### GIVEN DATA
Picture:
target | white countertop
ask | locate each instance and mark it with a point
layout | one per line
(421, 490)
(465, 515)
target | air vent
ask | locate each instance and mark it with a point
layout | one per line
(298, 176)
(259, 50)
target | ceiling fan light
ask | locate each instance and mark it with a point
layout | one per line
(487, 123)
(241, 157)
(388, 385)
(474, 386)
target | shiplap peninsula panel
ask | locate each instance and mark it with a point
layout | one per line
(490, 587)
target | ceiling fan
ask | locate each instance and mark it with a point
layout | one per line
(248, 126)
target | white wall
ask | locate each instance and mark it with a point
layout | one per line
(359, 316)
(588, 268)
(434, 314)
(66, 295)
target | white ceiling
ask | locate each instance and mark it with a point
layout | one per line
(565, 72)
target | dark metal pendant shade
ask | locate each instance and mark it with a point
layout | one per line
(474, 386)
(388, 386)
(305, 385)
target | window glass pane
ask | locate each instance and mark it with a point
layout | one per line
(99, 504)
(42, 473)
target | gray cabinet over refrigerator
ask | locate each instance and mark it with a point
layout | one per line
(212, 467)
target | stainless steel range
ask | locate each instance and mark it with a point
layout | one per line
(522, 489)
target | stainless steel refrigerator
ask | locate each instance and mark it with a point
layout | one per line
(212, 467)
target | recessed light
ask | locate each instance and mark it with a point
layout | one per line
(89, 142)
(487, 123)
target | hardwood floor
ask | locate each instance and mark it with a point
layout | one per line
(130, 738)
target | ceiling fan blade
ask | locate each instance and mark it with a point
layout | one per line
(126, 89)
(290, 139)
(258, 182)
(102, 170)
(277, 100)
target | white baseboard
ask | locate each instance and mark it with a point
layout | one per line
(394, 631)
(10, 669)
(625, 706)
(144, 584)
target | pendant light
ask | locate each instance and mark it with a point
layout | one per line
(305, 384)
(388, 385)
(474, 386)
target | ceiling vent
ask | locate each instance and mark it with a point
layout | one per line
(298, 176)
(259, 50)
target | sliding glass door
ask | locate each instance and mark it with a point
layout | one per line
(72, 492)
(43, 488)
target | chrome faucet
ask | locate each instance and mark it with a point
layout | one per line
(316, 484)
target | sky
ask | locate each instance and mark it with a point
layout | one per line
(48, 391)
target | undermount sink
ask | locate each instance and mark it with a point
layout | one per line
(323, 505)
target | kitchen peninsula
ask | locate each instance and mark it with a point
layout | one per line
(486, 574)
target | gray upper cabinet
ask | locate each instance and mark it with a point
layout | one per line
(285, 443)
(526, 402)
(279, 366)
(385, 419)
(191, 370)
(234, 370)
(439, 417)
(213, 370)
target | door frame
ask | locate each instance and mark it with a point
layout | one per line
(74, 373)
######
Copy out the full listing exactly.

*OUTPUT FOR THIS TASK*
Picture:
target | white countertop
ask | locate each instance and mark it with a point
layout | one per line
(421, 490)
(465, 515)
target | air vent
ask | locate each instance and mark it with a point
layout | one per line
(298, 176)
(259, 50)
target | ceiling fan light
ask | locate each instance and mark it with a point
layout | one per line
(487, 123)
(241, 157)
(388, 385)
(474, 386)
target | shiplap peninsula panel
ask | locate each instance and mark it with a point
layout | one per line
(490, 587)
target | ceiling fan
ask | locate each instance and mark it with a point
layout | one per line
(248, 126)
target | white wall
ask | locate each instance and mark it with a point
layout | one per line
(359, 316)
(588, 268)
(434, 314)
(66, 295)
target | white ceiling
ask | locate each instance and mark it with a point
layout | one per line
(565, 72)
target | dark metal pendant shade
ask | locate each instance and mark it with a point
layout | one per line
(474, 386)
(388, 386)
(305, 385)
target | window glass pane
ask | locate each instance and mark it with a point
layout | one per line
(99, 504)
(42, 473)
target | gray cabinet over refrigerator
ask | locate each instance and mark it with a point
layout | one per line
(212, 467)
target | stainless steel range
ask | locate each instance and mark it with a point
layout | one per line
(522, 489)
target | stainless steel refrigerator
ask | locate each instance and mark it with a point
layout | one per line
(212, 467)
target | recessed light
ask | locate each instance and mark it with a point
layout | one per line
(89, 142)
(487, 123)
target | hardwood floor
ask | locate each instance and mark it with a point
layout | one per line
(130, 738)
target | ceiling fan blade
ask | locate each instance and mark it with a point
layout | one per line
(126, 89)
(290, 139)
(258, 182)
(102, 170)
(277, 100)
target | white baseboard
ask | locate each instance and mark it with a point
layout | one per line
(394, 631)
(10, 669)
(625, 706)
(144, 584)
target | pendant light
ask | locate each instance and mark it with a point
layout | one per line
(305, 384)
(388, 385)
(474, 386)
target | ceiling vent
ask | locate each instance and mark it with a point
layout | one per line
(298, 176)
(259, 50)
target | sliding glass door
ask | locate each instance and mark it with a point
layout | one per line
(72, 492)
(43, 488)
target | chrome faucet
ask | locate each instance and mark it with a point
layout | one per line
(316, 484)
target | sky
ask | locate each instance and mark it with a point
layout | one per line
(48, 391)
target | undermount sink
ask | locate each instance and mark it with a point
layout | one per line
(323, 505)
target | kitchen peninsula
ask | locate each instance and mark it with a point
layout | one per line
(486, 574)
target | gray upper cabinet
ask | locate each instance and mark it with a point
layout | one per line
(285, 443)
(526, 402)
(279, 366)
(385, 419)
(191, 370)
(234, 370)
(439, 417)
(213, 370)
target | door frame
ask | locate each instance and mark it with a point
layout | one per line
(74, 373)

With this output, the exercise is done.